— RICHIESTA A —
Nel testo sulla sentenza di Cassazione in tema di bancarotta, la frase che inizia con «Ne consegue che» elenca alcune azioni che l'imprenditore fallito può compiere sui propri beni. Quali sono?
— RICHIESTA B —
Prosegui il testo sulla sentenza di Cassazione in tema di bancarotta, riprendendo dopo la sua ultima frase.

La Corte di Cassazione, sezione penale, con la sentenza n. 14421 depositata il 9 aprile 2024, intervenendo in tema di bancarotta fraudolente distrattiva, ha affermato che la giurisprudenza di legittimità associa “… la nozione di distrazione al distacco del bene dal patrimonio dell’imprenditore poi fallito (con conseguente depauperamento in danno dei creditori), in cui si concreta l’elemento oggettivo del reato di bancarotta fraudolenta patrimoniale, che può realizzarsi in qualsiasi forma e con qualsiasi modalità, non avendo incidenza su di esso la natura dell’atto negoziale con cui tale distacco si compie, né la possibilità di recupero del bene attraverso l’esperimento delle azioni apprestate a favore della curatela (Sez. 5, n. 44891 del 09/10/2008, Rv. 241830; conf., ex plurimis, Sez. 5, n. 30830 del 05/06/2014, Rv. 260486; Sez. 5 n. 48872 del 14/07/2022, Rv. 283893), in una prospettiva che attribuisce alla nozione di distrazione una funzione anche “residuale”, tale da ricondurre ad essa qualsiasi fatto, diverso dall’occultamento, dalla dissimulazione, etc., determinante la fuoriuscita del bene dal patrimonio del fallito che ne impedisca l’apprensione da parte degli organi del fallimento (cfr. tra le tante, Sez. 5 n. 8431 del 01/02/2019 Rv. 276031; Sez. 5, n. 44891 del 09/10/2008, Rv. 241830; Sez. 5, n. 30830 del 05/06/2014, Rv. 260486; Sez. 5, n. 8755 del 23/03/1988, Rv. 179047; Sez. 5, n. 7359 del 24/05/1984, Pompeo, Rv. 165673). Ne consegue che il reato di bancarotta fraudolenta per distrazione sussiste, non solo quando l’imprenditore fallito abbia distratto, occultato, dissimulato, distrutto o dissipato in tutto o in parte i suoi beni, ma anche quando i beni stessi siano stati utilizzati per finalità diverse da quelle cui sono destinati o quando il ricavato della loro alienazione sia stato comunque volontariamente impiegato per fini diversi dal ruolo che il danaro svolge nella impresa cui appartiene, quale elemento necessario per la sua funzionalità e quale garanzia verso i terzi. …”
Per cui nei casi in cui l’imprenditore o il legale rappresentante di una società fallita va assolto dal reato di bancarotta fraudolente distrattiva quando dimostri che non vi è stata alcuna distrazione.
La vicenda ha riguardato l’amministratore di una società a responsabilità limitata fallita accusato del reato di bancarotta fraudolenta distrattiva e documentale e bancarotta preferenziale. Il Tribunale dichiarava colpevole di bancarotta fraudolenta distrattiva, limitatamente ai prelievi in danaro (capo A) e di bancarotta preferenziale (capo B), assolvendolo dalle residue ipotesi di bancarotta distrattiva e documentale. Avverso tale decisione l’imputato proponeva appello. La Corte territoriale riformava parzialmente la sentenza impugnata dichiarando prescritta la bancarotta preferenziale ( capo B) e confermato la condanna per il delitto sub A), rideterminando la pena. L’imputato proponeva, avverso la decisone di appello, ricorso in cassazione fondato su tre motivi.

Elementi del dataset:
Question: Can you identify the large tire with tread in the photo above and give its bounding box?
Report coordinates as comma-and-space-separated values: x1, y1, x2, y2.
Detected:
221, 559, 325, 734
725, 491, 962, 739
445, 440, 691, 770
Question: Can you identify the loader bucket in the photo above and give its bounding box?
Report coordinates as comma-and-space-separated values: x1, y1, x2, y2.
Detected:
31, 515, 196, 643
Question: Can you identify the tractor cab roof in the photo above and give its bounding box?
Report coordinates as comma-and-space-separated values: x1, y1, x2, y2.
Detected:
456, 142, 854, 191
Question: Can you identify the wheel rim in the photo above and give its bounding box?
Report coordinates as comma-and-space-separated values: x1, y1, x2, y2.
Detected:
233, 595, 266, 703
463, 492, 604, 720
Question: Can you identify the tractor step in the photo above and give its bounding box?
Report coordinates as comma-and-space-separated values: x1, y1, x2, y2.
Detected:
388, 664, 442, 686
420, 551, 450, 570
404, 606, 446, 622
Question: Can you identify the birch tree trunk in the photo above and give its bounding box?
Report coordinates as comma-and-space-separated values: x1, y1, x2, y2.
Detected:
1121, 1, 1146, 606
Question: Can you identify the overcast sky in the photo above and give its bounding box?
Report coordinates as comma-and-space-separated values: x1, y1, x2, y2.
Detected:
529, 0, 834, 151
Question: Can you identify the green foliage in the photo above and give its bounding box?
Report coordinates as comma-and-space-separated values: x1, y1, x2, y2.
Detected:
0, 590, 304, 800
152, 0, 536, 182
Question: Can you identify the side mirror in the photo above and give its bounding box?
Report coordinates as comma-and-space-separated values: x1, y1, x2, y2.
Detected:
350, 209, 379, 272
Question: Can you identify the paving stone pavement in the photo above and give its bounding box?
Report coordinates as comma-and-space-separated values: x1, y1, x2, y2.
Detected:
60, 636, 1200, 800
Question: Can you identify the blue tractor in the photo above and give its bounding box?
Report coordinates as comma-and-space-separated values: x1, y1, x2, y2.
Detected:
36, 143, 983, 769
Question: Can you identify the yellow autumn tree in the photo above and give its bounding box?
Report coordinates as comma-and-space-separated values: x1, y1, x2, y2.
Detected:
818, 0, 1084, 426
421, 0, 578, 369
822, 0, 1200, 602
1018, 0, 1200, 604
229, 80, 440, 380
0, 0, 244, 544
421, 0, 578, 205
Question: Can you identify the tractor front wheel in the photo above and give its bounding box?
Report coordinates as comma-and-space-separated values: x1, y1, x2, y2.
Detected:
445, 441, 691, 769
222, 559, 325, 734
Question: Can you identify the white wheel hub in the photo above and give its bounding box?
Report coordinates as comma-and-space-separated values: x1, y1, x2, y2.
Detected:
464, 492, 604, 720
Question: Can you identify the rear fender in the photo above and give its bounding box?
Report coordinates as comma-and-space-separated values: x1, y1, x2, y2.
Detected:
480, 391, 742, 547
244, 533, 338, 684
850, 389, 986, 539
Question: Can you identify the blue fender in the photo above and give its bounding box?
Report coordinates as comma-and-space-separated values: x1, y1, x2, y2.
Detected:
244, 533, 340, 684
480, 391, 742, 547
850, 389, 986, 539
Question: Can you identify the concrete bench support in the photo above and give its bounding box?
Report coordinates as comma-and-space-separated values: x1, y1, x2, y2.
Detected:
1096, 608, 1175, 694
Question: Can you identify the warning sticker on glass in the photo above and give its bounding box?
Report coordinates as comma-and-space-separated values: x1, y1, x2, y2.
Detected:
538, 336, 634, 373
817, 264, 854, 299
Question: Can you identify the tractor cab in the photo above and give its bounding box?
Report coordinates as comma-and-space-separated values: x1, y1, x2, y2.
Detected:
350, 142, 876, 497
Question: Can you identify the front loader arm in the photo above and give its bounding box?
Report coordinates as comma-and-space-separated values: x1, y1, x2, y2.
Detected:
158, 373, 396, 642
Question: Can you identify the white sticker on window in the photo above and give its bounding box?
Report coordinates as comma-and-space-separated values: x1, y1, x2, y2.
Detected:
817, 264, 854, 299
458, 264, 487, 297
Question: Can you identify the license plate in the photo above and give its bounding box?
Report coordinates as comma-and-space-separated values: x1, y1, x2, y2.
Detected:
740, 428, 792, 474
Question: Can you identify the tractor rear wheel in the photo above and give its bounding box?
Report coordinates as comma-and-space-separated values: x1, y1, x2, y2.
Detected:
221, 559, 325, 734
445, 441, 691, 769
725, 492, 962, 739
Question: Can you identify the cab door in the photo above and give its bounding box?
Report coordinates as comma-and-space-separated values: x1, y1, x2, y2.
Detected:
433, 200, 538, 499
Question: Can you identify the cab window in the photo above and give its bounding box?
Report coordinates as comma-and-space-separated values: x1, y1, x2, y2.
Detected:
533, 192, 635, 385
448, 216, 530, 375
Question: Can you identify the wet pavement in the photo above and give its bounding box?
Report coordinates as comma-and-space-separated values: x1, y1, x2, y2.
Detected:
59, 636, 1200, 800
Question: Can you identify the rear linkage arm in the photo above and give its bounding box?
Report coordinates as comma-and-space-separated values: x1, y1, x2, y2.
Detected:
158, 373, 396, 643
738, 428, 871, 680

— RISULTATO ATTESO A —
distratto, occultato, dissimulato, distrutto, dissipato

— RISULTATO ATTESO B —
I giudici di legittimità accolgono il ricorso dell’imputato in quanto “… non risulta provata la distrazione della liquidità di pertinenza dell’impresa verso finalità diverse da quelle sociali, in tal caso soltanto potendo ritenersi sussistente sia il pregiudizio per gli interessi del ceto creditorio, al quale vengono sottratte le garanzie previste dalla legge, sia il pregiudizio più ampio all’interesse generale alla corretta gestione dell’iniziativa commerciale. …”
Infatti, per la Corte Suprema, l’imputato aveva dato sufficiente dimostrazione contabile della natura dei prelievi, dimostrando che i prelievi e versamenti sui diversi conti correnti bancari dell’azienda erano delle partite di giro, con denaro spostato dove serve per ripianare sofferenze, ma senza alcuna distrazione delle somme dalle finalità aziendali.
Tali operazioni, per i giudici di piazza Cavour, sono analoghe a quelle compiute mediante l’emissione, a valere sugli stessi conti, degli assegni circolari poi versati su altre banche, come riscontrato anche dalla perizia dibattimentale.
Inoltre i giudici di merito nella sentenza impugnata non chiariscono le ragioni per le quali le operazioni descritte siano state considerate distrattive, atteso che resta indimostrato il depauperamento del patrimonio sociale e, conseguentemente, non risulta riscontrata la messa in pericolo delle garanzie del ceto creditizio.
Gli Ermellini, quindi, hanno ritenuto“… del tutto indimostrata, anzi presentandosi come congetturale, la affermazione della Corte di appello che, interrogandosi sull’origine dei versamenti effettuati dall’imputato sui conti correnti aziendali, ha ipotizzato che essi potessero corrispondere a entrate individuali dell’azienda, non contabilizzate: argomento non supportato da alcun dato fattuale né logico. …”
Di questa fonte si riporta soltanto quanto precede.